### Activity
Repeat the data precisely as given.

(Source records)
************

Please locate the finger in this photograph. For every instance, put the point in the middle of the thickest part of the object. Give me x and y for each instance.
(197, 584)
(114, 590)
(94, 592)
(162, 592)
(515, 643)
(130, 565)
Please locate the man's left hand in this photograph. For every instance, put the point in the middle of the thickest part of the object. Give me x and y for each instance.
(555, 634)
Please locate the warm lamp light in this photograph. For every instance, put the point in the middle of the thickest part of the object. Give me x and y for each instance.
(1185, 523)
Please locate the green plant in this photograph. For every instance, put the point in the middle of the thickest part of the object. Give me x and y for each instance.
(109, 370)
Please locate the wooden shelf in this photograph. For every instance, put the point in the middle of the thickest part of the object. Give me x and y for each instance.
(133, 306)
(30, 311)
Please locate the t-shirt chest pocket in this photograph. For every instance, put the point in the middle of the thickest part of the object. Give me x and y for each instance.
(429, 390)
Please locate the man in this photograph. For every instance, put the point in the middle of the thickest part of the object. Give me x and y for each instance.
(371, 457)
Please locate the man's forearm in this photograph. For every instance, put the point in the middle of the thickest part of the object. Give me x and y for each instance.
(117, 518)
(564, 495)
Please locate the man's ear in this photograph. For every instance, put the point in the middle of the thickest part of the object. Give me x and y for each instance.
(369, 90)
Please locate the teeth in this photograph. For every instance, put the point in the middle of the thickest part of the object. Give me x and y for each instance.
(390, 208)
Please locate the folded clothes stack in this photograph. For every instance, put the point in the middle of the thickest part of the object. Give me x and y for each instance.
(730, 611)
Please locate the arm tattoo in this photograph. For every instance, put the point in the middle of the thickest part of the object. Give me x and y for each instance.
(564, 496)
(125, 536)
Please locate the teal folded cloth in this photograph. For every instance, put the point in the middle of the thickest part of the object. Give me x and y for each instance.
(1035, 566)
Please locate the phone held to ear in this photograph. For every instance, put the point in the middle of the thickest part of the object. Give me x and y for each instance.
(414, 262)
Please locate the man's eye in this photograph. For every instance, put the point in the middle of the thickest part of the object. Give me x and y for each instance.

************

### Task response
Please locate the finger in this photograph. For every instance, put the point in the middle of the thickest part of the object. Give me x and y for each instance.
(197, 584)
(114, 590)
(94, 592)
(162, 592)
(515, 643)
(130, 565)
Please locate the man's left hand in this photograph. For every instance, put the point in the middle of the thickest part of the object. Give me x and y for each instance.
(555, 634)
Please locate the warm lamp light in this photograph. For every instance, put the point in the middle of the thickest part of the object. Give me x and y for each instance.
(1185, 523)
Please locate the green plant in this photograph. For every instance, put the point in the middle of the thickest part of the object. Give me x and y for each instance.
(109, 370)
Please locate the wooden shelf in this photograph. For every instance, put the point in the middle of the thickest part of the object. Give me x and y for each instance.
(133, 306)
(30, 311)
Please locate the t-shirt chest pocket in this photograph. For every instance, put the point in the middle of the thickest part of the object. Give me x and y for each instance.
(429, 390)
Please locate the man in this photograph. For every instance, put the point in the middle of the thickest part of the object. Give me x and y for each instance.
(371, 457)
Please locate the man's forearm in this photograph. For every instance, put the point in the middle of the thickest part of the object. Give me x and y for each instance.
(117, 518)
(564, 495)
Please locate the man's ear in this photograph. For every instance, put the point in the middle of the thickest part of the object. Give me x and y for each instance.
(369, 90)
Please locate the teeth in this photograph. For every instance, put the point in the middle of the thickest part of the object. Give me x and y for each instance.
(390, 208)
Please locate the folded clothes stack in this photograph. For every instance, put the point in the middle of the thickest part of the object. Give me x and y for each instance.
(730, 611)
Please locate the arm tattoo in this photograph. For every instance, put the point in the middle of the thickest part of the object. Give me x and y for each instance.
(564, 496)
(125, 536)
Please locate the teal folded cloth in this photograph. For every instance, put the point in the middle of the thickest part of the object. Give me x and y for each instance.
(1035, 566)
Please locate the phone held to ear in this photograph. For every instance, put the point in the middle of the thickest part of the object. Give me x and y for each instance.
(414, 262)
Please locate the man's eye in this photograph. For every instance, put the point in the middle of the thickest part of the object. Give me x and y for each instance.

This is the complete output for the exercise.